Beneath this line is the data. Output exactly the lines from the line with "Target: erect pointed ear" to the line with "tag the snowy background", both ends included, and nothing more.
*** Supplied entries Section Begins ***
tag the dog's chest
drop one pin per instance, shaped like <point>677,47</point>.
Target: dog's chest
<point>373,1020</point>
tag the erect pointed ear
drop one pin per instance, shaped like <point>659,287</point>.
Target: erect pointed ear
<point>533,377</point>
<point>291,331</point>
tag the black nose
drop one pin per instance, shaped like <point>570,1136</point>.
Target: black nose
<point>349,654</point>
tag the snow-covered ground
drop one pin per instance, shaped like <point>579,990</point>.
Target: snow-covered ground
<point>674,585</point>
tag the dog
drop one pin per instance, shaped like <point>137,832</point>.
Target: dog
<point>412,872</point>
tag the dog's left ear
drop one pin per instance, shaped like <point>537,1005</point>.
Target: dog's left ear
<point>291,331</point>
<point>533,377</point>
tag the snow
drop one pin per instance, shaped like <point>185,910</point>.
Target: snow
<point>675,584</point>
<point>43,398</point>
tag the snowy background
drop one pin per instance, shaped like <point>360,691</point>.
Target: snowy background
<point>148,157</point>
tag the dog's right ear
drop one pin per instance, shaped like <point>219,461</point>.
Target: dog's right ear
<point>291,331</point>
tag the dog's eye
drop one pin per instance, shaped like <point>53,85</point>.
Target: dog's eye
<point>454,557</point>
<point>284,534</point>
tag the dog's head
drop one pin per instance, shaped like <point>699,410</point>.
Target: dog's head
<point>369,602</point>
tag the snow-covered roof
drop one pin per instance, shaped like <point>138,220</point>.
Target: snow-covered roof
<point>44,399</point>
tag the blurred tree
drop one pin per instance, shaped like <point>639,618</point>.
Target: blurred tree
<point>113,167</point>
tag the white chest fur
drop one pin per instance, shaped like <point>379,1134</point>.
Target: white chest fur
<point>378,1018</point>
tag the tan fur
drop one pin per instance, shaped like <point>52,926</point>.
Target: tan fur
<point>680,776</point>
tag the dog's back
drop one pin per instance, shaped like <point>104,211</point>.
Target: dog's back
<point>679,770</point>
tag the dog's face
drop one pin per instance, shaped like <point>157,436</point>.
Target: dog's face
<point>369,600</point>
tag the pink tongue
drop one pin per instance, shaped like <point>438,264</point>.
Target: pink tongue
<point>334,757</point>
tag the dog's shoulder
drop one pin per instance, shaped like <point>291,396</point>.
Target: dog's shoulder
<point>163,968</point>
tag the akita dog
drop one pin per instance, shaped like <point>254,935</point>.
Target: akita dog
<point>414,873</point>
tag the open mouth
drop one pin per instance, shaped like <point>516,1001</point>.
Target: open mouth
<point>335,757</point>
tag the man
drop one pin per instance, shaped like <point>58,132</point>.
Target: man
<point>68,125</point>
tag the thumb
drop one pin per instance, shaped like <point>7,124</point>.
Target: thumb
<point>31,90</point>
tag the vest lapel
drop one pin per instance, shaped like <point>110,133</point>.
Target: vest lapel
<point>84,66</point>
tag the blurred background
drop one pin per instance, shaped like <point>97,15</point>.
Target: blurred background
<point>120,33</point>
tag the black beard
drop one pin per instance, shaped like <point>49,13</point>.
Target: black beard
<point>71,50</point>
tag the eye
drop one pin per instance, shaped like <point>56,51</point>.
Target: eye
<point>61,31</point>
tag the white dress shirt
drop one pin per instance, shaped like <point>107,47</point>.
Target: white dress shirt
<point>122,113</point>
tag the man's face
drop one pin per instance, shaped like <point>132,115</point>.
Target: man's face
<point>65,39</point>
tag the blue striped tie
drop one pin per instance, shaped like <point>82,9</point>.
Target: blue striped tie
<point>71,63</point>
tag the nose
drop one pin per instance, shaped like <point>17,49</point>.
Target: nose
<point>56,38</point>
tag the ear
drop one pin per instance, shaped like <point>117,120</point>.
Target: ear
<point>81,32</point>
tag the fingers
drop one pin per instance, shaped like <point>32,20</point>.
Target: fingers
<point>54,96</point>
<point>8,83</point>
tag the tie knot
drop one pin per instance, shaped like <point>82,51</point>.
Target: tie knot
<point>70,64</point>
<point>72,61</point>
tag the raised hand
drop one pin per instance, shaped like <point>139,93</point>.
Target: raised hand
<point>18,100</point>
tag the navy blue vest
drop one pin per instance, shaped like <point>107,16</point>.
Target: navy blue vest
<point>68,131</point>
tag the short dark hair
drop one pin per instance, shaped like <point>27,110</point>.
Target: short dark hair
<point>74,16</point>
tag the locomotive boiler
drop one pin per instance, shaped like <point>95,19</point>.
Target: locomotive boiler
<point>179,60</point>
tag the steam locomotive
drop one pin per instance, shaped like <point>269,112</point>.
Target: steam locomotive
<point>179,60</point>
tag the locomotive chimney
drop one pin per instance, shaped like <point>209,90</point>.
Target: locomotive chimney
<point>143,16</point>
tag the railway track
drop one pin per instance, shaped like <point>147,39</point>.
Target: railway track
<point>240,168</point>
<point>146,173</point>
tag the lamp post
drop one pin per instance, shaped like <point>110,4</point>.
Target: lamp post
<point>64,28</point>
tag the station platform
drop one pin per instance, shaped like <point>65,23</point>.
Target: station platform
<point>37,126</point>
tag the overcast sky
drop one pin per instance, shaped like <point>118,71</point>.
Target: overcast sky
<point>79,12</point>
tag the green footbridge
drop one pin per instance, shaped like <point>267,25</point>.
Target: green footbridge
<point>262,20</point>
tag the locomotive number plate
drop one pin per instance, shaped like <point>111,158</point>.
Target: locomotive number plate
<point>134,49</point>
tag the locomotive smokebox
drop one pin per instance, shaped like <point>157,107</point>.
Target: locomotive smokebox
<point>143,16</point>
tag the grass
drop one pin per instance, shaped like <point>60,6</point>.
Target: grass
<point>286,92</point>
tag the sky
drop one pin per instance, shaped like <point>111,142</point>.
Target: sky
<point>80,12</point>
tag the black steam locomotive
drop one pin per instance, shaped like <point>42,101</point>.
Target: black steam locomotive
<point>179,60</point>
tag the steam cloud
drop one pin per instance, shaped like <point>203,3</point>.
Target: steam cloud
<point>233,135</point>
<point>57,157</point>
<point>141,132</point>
*** Supplied entries Section Ends ***
Completed exercise:
Target: erect pointed ear
<point>533,377</point>
<point>291,331</point>
tag the black nose
drop one pin per instance, shaped like <point>570,1136</point>.
Target: black nose
<point>349,654</point>
tag the snow-covered ground
drop one pin per instance, shaped like <point>579,990</point>.
Target: snow-covered ground
<point>674,585</point>
tag the dog
drop one pin per instance, shaped like <point>137,832</point>.
Target: dog
<point>412,872</point>
tag the dog's left ear
drop one pin per instance, shaped like <point>537,1005</point>.
Target: dog's left ear
<point>291,331</point>
<point>533,377</point>
tag the snow
drop one pin per instance, shaped like <point>185,910</point>.
Target: snow
<point>675,584</point>
<point>43,398</point>
tag the snowy background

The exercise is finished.